### What is expected
Write out the portion of the text about the Chestnut Hill Amusement Park between "Current Chestnut Hill" and "the Ambler Theater.", inclusive.

Passage Block Start

Current Chestnut Hill residents most likely are unaware that once upon a time the neighborhood boasted a hugely successful amusement park, a local version of Great Adventure or Hershey Park. It was catnip for local families as well as for visitors from other cities and states.
The story of that park, the long ago shuttered Chestnut Hill Amusement Park, will be told at 7 p.m., Sunday, Nov. 12, by the Springfield Township Historical Society in the production “A Ticket to Ride: Chestnut Hill Amusement Park,” at the Ambler Theater.
Historical presenters portraying Henry B. Auchey, founder and manager of the park, and Horace Trumbauer, the famous architect of its buildings, will reenact the park’s history. They will take the audience on a virtual tour, replete with vintage pictures from the park’s heyday. You will learn how and why it was created, visit the amusement rides, meet some of the people who worked there, and hear stories that bring the park to life.

Passage Block End
Entries supplied Block Start

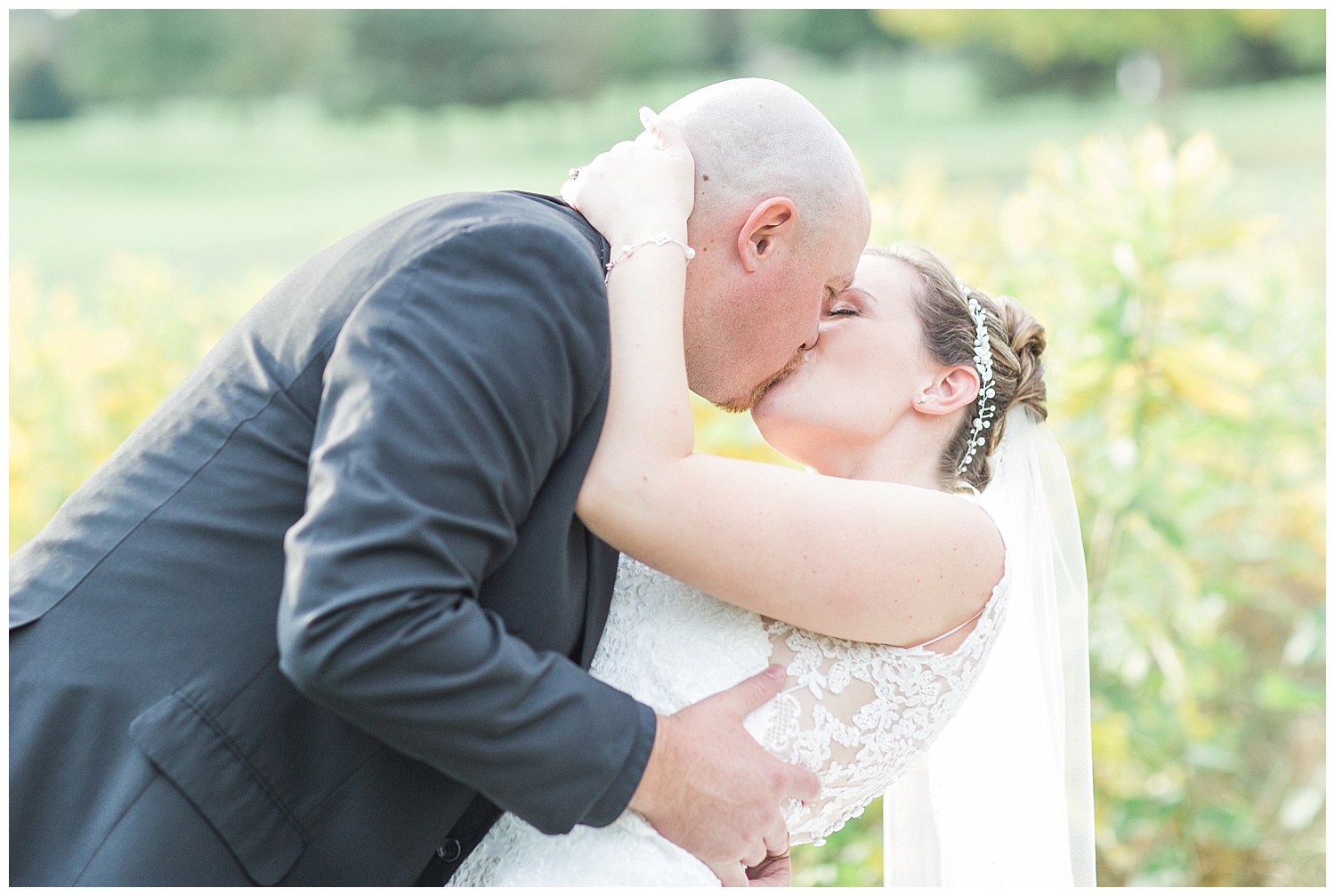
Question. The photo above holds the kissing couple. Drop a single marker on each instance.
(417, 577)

Entries supplied Block End
Entries supplied Block Start

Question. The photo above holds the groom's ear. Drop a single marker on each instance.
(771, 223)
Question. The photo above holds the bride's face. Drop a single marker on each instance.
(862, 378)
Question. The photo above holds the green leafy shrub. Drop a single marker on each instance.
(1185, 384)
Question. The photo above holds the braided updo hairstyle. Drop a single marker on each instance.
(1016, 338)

Entries supplied Block End
Entries supplied Block Start

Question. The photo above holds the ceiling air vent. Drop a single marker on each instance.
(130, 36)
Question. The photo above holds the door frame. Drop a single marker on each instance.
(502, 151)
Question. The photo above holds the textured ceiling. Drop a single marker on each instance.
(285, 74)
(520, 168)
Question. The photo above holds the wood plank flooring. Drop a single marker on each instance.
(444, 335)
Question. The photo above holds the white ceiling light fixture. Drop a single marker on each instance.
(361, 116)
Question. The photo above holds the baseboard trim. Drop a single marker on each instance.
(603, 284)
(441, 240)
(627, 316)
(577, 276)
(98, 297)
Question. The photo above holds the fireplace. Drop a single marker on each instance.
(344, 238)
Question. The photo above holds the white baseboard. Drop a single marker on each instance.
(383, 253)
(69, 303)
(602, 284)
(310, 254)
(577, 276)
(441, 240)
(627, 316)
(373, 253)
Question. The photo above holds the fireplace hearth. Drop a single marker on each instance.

Entries supplied Block End

### Finished exercise
Current Chestnut Hill residents most likely are unaware that once upon a time the neighborhood boasted a hugely successful amusement park, a local version of Great Adventure or Hershey Park. It was catnip for local families as well as for visitors from other cities and states.
The story of that park, the long ago shuttered Chestnut Hill Amusement Park, will be told at 7 p.m., Sunday, Nov. 12, by the Springfield Township Historical Society in the production “A Ticket to Ride: Chestnut Hill Amusement Park,” at the Ambler Theater.